• _Extract to read_:

= = =

Nevertheless, the extent of the violations have fluctuated from
time to time, and the self-confidence of the Communist Party
in these violations has fluctuated.

	At present the moral self-confidence of the Communists
is lower than it has ever been.  For example, when Jewish scientists
who wish to emigrate are denied both the right to emigrate and
the right to work in their own country, many of the people responsible
for implementing this policy, e.g. directors of scientific institutes,
realize that they are behaving in an immoral way.  Few of them are
likely to become fighters for human rights just because they
recognize this, but %3their bad conscience makes them give in
to external moral and material pressure%1 more easily than they
otherwise would.  For example, it affects their estimate of the
importance of foreign contacts, and foreign trade, and the good will
of foreign scientists.

	An event at the Fourth International Conference on Artificial
Intelligence held at Tblisi in Soviet Georgia may help illustrate this.

= = =

• _Pointing dataset excerpts_:
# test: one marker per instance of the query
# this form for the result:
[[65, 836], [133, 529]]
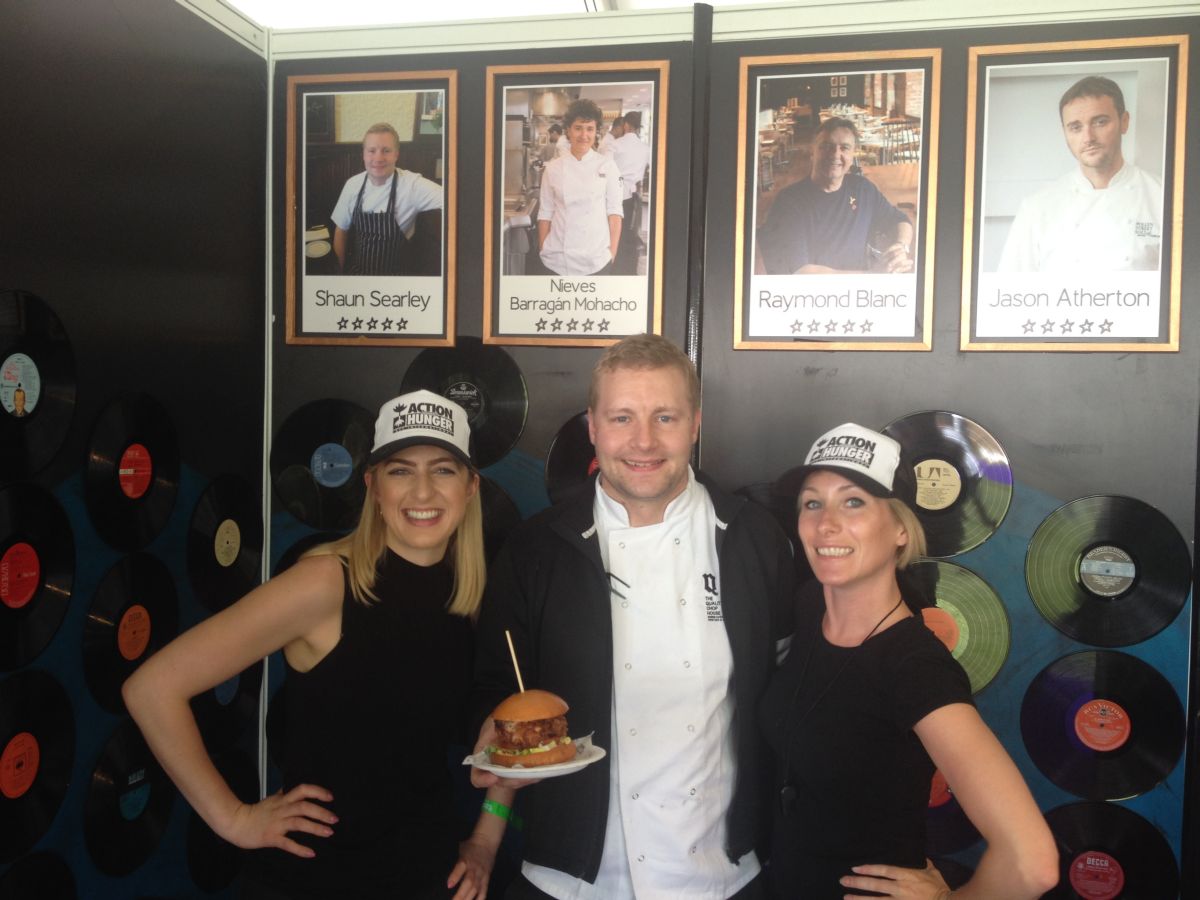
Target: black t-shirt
[[839, 720], [372, 723]]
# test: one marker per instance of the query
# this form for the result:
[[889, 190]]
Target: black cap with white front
[[870, 460], [421, 418]]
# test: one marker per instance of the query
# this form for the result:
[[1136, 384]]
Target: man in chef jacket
[[580, 209], [652, 601]]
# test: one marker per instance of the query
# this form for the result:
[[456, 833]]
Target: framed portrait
[[370, 223], [574, 202], [1074, 196], [837, 173]]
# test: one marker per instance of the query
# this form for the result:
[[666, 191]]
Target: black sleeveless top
[[372, 723]]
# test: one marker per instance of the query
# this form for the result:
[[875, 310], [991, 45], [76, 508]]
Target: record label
[[227, 543], [1095, 875], [21, 385], [948, 624], [18, 765], [331, 465], [466, 395], [135, 471], [1108, 571], [1102, 725], [21, 575], [964, 481], [939, 484], [133, 633]]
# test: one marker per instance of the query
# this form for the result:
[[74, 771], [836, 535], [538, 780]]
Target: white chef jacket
[[1071, 226], [671, 749], [577, 197], [631, 155], [414, 193]]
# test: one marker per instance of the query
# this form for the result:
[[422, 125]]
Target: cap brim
[[395, 447], [791, 481]]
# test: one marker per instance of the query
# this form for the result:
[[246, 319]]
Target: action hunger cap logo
[[421, 418]]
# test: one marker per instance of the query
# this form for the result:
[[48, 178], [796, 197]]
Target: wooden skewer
[[514, 654]]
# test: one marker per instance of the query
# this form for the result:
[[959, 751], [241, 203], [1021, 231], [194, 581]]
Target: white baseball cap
[[421, 418]]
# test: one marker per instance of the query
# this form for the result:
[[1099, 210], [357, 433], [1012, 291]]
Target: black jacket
[[550, 589]]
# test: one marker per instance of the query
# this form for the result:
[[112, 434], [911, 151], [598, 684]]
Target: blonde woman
[[377, 636]]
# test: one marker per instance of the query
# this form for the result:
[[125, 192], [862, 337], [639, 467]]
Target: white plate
[[585, 755]]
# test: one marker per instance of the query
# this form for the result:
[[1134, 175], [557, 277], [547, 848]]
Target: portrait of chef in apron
[[377, 210], [580, 209]]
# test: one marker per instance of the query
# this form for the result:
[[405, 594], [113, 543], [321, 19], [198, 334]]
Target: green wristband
[[497, 809]]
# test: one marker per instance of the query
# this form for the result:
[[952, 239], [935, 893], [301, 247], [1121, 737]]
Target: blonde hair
[[915, 549], [643, 352], [361, 550]]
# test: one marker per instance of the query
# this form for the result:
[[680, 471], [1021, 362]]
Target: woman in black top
[[376, 633], [869, 701]]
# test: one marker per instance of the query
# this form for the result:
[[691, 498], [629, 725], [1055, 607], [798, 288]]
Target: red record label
[[1095, 875], [18, 765], [21, 573], [939, 790], [133, 633], [942, 624], [135, 471], [1102, 725]]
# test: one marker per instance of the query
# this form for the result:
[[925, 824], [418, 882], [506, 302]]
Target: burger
[[531, 730]]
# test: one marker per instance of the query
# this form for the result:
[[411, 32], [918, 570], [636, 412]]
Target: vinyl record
[[289, 556], [947, 827], [501, 516], [127, 804], [317, 462], [484, 381], [571, 460], [36, 750], [227, 712], [1102, 725], [1107, 570], [132, 472], [225, 543], [213, 862], [36, 571], [133, 613], [964, 483], [969, 618], [37, 385], [43, 875], [1108, 852]]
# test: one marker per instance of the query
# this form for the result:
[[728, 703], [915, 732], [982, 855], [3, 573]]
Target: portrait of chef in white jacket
[[580, 209]]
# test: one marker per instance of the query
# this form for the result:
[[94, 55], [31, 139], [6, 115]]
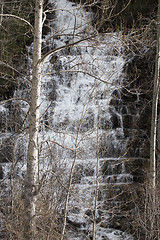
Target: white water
[[76, 91]]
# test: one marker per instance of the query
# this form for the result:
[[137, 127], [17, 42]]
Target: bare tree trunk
[[30, 194], [155, 136], [153, 145]]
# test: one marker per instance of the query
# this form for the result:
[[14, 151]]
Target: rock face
[[100, 128]]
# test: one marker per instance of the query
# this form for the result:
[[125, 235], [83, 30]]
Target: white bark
[[32, 155], [153, 145]]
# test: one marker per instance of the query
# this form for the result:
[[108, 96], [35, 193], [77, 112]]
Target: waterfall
[[82, 112]]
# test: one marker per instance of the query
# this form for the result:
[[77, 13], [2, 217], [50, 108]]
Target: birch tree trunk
[[30, 194], [154, 121]]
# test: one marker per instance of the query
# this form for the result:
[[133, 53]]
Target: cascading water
[[79, 120]]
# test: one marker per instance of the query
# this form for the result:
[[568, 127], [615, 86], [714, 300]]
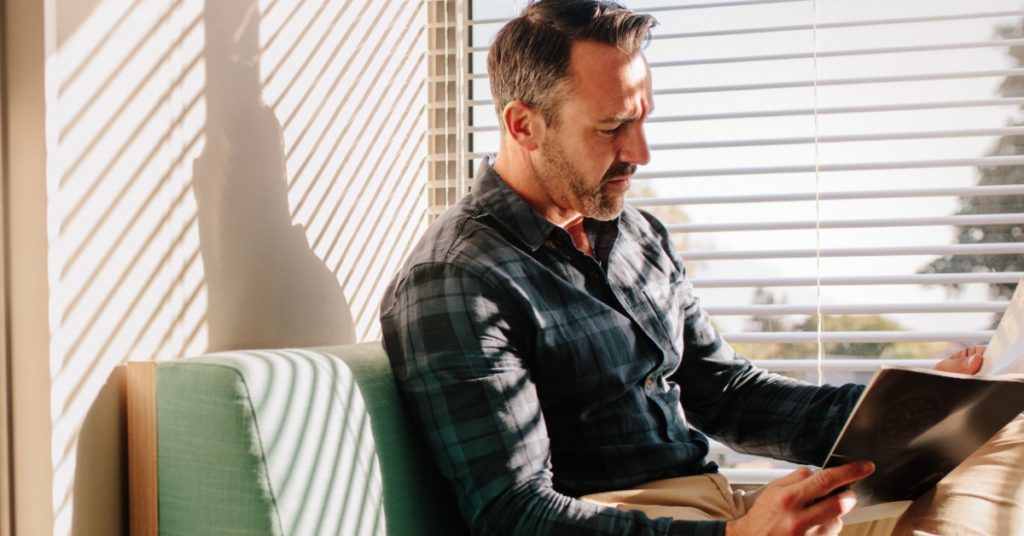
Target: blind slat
[[823, 111], [991, 248], [850, 308], [973, 219], [1012, 190], [824, 168], [876, 136], [861, 336], [794, 84], [834, 53], [833, 281], [842, 24]]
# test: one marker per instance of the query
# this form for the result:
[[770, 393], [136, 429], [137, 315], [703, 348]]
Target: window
[[854, 161]]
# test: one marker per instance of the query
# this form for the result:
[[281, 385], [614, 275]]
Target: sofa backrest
[[292, 442]]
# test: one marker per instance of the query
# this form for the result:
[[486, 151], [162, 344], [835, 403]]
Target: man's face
[[591, 150]]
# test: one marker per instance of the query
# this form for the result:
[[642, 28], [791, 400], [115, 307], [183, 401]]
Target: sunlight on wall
[[349, 95], [220, 173]]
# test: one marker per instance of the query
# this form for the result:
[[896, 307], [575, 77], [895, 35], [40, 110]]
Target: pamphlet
[[916, 425]]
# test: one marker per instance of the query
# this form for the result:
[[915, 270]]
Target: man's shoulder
[[464, 238]]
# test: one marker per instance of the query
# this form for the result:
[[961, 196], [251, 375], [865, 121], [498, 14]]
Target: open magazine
[[916, 425]]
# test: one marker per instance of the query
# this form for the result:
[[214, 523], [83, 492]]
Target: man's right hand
[[800, 503]]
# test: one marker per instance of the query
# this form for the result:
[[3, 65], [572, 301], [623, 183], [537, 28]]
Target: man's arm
[[458, 346]]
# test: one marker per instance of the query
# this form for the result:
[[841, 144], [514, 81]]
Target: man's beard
[[559, 174]]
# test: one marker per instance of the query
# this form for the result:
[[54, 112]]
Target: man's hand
[[967, 361], [800, 503]]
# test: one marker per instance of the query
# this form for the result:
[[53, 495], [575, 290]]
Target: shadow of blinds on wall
[[854, 161]]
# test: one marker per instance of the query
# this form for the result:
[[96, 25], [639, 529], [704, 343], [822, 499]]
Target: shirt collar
[[496, 198], [493, 196]]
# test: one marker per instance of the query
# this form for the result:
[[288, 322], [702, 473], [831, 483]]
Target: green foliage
[[996, 175], [779, 324]]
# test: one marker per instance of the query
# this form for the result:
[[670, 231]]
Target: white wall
[[218, 174]]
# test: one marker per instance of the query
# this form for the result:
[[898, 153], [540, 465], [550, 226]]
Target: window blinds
[[854, 161]]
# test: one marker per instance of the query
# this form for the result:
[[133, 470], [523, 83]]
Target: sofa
[[279, 442]]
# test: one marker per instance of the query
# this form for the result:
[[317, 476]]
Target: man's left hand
[[967, 361]]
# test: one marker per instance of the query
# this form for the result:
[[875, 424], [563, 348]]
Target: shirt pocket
[[666, 316]]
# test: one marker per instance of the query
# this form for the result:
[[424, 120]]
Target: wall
[[218, 174]]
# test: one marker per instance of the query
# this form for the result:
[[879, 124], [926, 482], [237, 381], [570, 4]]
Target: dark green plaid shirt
[[539, 373]]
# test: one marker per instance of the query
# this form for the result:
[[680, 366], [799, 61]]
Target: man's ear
[[523, 124]]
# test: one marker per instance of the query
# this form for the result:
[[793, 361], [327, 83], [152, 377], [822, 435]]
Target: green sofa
[[291, 442]]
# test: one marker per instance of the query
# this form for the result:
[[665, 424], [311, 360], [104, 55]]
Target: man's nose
[[634, 149]]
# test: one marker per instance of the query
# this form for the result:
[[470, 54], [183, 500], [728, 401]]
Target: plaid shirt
[[540, 373]]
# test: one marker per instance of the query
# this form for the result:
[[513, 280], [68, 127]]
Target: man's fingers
[[800, 473], [825, 481], [827, 511]]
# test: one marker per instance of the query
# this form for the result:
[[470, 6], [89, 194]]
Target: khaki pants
[[983, 496]]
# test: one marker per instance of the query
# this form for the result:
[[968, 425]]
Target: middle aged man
[[550, 345]]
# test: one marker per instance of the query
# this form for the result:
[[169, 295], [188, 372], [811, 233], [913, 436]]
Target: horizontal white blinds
[[861, 157]]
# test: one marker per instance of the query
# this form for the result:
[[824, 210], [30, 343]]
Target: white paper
[[1006, 351], [876, 511]]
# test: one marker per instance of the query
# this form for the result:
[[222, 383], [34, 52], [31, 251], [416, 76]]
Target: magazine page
[[918, 425]]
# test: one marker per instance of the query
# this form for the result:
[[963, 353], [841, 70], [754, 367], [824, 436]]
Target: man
[[548, 340]]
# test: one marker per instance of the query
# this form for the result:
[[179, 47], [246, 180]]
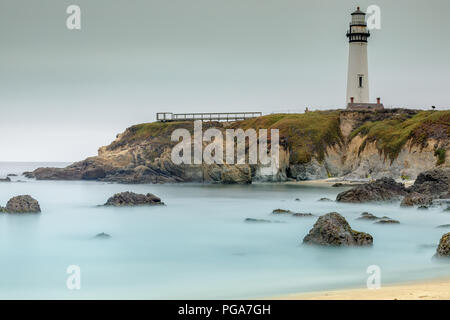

= = =

• _Problems to work on_:
(a) In the passage about Soviet human rights, where was the Fourth International Conference on Artificial Intelligence held?
(b) Resume the passage about Soviet human rights after its last sentence, in the same voice.
These records were taken from a separate source.

• _Expected outputs_:
(a) It was held at Tblisi in Soviet Georgia.

(b)
The rules of the conference committee allow a symposium organizer to
invite whomever he pleases, and one invited Professor Alexander Lerner,
of Moscow, who has been unemployed since 1971 when he applied to emigrate.
The issue arose six months before the conference, but was finally resolved
only on the opening morning when the threat of a demonstration at the
conference induced the Soviets to let Lerner participate.
There is evidence that the final decision was made by the 
Party bureaucracy in Georgia using authority delegated from
Moscow but that at least the local KGB was displeased, and
without daring to interfere with Lerner's attendance,
attempted to provoke incidents that would make the decision look
bad by harassing local dissidents who wanted to attend the
meeting.  No Soviet scientist would defend the regime's treatment
of Lerner.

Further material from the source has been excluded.